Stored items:

────────

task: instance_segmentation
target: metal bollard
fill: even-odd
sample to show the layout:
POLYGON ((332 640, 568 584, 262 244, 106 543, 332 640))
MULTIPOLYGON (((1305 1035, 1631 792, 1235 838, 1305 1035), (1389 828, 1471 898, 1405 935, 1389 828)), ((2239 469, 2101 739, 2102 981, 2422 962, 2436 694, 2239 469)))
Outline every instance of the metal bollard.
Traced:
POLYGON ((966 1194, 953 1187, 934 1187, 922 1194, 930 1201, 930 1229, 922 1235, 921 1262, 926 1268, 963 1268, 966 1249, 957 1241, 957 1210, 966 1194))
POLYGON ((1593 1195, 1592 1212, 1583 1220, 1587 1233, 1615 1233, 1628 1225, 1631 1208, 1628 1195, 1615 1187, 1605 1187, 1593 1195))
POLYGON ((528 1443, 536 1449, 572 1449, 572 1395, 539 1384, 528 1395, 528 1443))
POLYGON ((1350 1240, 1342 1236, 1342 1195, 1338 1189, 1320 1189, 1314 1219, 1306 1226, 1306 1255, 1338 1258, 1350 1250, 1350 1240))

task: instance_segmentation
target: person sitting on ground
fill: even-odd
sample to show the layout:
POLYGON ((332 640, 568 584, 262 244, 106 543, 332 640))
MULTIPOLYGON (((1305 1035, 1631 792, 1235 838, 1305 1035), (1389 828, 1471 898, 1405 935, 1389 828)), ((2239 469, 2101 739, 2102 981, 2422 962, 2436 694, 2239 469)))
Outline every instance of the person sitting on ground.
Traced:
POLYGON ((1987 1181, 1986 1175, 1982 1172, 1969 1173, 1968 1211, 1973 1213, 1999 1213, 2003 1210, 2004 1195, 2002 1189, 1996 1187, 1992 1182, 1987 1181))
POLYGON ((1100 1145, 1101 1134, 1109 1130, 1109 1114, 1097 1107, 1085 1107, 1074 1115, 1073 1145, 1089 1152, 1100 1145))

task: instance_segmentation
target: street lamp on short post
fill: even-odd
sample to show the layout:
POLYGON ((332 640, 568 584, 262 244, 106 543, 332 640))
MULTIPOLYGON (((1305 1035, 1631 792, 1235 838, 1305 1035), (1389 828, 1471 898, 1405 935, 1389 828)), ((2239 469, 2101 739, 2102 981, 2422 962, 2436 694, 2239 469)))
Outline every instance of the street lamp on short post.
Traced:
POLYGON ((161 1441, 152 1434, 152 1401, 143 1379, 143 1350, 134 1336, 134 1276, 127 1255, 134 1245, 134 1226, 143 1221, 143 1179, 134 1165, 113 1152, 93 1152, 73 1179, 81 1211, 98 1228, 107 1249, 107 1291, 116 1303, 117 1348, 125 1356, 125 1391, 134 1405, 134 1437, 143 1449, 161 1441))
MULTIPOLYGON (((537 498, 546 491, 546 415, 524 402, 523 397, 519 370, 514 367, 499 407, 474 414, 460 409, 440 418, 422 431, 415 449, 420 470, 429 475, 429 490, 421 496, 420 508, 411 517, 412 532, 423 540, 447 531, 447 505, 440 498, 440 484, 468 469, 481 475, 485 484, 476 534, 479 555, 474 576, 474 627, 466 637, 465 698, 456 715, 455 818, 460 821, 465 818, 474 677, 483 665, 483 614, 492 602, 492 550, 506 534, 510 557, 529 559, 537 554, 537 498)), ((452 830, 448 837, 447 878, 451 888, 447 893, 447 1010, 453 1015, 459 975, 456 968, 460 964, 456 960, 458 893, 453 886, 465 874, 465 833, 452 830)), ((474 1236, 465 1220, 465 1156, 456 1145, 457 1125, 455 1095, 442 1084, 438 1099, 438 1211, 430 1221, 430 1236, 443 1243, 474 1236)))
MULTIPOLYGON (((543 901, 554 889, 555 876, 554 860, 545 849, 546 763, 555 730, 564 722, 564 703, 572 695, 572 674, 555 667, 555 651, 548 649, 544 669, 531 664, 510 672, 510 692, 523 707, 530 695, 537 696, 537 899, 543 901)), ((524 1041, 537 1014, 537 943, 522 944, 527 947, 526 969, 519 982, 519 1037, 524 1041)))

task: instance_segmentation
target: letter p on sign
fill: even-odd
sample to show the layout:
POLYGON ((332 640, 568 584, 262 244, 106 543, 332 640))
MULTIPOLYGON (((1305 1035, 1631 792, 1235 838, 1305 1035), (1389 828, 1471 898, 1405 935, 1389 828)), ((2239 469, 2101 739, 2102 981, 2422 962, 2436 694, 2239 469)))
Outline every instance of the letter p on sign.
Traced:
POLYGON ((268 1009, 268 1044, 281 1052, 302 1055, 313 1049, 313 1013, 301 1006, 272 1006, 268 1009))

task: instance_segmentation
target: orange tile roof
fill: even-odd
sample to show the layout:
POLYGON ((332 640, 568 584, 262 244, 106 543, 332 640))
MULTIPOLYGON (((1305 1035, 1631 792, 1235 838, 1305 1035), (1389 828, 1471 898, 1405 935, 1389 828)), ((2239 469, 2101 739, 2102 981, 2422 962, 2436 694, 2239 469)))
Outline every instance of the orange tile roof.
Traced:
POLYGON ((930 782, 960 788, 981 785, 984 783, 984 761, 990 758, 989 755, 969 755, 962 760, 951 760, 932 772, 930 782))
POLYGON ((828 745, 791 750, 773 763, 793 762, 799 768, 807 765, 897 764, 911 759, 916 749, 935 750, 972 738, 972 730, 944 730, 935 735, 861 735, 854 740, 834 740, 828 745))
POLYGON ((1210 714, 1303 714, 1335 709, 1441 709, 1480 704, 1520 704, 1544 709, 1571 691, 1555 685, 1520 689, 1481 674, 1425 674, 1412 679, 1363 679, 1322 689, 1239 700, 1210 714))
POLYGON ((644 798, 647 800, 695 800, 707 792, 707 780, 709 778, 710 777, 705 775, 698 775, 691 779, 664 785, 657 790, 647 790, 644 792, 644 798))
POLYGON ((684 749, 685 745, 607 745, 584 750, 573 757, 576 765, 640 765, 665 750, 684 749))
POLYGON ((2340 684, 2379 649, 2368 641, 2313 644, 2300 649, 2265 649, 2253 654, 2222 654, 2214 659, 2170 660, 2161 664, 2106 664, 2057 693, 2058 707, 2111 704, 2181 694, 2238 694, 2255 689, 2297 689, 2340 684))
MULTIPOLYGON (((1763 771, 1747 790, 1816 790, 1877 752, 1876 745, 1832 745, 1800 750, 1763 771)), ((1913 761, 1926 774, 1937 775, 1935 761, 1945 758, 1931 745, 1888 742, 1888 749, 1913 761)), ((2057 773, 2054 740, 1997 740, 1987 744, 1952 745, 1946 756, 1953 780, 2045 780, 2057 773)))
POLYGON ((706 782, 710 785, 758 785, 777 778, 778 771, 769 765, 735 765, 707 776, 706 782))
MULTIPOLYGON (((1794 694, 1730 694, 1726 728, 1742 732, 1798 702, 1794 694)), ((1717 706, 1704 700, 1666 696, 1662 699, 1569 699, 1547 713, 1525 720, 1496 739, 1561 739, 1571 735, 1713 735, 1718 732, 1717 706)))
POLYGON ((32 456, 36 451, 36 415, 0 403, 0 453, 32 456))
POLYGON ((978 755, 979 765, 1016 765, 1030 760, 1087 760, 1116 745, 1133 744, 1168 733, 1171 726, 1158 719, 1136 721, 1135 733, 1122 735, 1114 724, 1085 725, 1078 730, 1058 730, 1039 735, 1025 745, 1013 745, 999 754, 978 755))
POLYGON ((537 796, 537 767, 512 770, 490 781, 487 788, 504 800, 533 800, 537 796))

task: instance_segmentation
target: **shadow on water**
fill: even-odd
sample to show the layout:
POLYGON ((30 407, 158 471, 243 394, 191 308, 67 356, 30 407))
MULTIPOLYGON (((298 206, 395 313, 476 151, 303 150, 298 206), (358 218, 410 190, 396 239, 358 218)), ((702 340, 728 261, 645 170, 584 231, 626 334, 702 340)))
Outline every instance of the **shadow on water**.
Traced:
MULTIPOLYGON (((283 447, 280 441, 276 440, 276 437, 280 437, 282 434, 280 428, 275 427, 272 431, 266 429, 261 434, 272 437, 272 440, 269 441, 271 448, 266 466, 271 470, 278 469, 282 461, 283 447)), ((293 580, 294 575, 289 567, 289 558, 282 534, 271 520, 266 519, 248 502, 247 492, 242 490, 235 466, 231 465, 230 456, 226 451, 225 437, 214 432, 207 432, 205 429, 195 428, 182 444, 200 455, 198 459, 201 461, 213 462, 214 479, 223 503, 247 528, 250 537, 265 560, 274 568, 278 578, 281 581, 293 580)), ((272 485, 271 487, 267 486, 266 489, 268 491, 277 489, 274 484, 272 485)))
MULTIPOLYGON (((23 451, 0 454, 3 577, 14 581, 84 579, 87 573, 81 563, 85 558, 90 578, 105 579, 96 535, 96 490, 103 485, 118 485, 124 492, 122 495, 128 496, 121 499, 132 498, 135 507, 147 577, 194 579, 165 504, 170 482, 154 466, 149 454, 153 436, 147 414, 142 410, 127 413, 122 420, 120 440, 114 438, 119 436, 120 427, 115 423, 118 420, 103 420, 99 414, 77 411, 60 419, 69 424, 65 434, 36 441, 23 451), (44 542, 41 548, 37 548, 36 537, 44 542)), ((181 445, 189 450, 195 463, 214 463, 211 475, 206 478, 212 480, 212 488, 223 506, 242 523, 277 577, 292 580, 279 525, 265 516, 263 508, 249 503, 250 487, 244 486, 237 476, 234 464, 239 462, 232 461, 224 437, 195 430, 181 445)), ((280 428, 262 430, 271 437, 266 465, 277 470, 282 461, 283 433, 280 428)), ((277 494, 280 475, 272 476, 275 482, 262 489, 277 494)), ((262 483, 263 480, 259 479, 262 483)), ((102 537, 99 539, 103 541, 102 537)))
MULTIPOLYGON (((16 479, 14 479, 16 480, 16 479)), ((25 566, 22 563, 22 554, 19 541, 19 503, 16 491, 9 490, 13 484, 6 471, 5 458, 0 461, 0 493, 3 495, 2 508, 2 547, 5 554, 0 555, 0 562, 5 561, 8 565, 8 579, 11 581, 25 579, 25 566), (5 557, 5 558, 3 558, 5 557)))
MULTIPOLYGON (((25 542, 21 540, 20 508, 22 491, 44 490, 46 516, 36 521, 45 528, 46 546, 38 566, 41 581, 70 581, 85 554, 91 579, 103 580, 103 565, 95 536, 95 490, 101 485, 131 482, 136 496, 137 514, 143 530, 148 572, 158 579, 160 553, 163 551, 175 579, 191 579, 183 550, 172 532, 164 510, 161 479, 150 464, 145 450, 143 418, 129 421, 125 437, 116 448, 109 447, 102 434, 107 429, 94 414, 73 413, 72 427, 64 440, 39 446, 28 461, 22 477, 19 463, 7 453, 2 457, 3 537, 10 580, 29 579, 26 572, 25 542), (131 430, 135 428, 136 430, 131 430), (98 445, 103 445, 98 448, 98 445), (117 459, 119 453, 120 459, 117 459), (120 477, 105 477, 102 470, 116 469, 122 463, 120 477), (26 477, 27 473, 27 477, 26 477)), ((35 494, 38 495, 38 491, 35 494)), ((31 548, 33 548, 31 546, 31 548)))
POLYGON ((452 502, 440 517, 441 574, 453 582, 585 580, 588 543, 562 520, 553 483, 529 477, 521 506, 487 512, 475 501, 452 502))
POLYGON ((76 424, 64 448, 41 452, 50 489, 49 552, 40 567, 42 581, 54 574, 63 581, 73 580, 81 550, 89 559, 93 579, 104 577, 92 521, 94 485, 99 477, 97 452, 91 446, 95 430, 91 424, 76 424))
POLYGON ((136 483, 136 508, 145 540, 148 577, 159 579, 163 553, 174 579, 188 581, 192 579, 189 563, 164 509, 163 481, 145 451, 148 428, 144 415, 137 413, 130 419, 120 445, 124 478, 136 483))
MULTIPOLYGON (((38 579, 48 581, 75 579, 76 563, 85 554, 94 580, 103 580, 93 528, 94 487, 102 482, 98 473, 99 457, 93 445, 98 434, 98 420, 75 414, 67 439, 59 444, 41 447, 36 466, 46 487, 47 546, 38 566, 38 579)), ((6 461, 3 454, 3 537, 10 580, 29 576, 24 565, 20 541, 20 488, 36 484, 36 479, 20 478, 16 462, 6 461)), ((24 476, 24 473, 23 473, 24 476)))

────────

THE PROBLEM:
Report the lines above that contain "water".

ANSWER:
target: **shadow on water**
Outline every instance of the **shadow on water**.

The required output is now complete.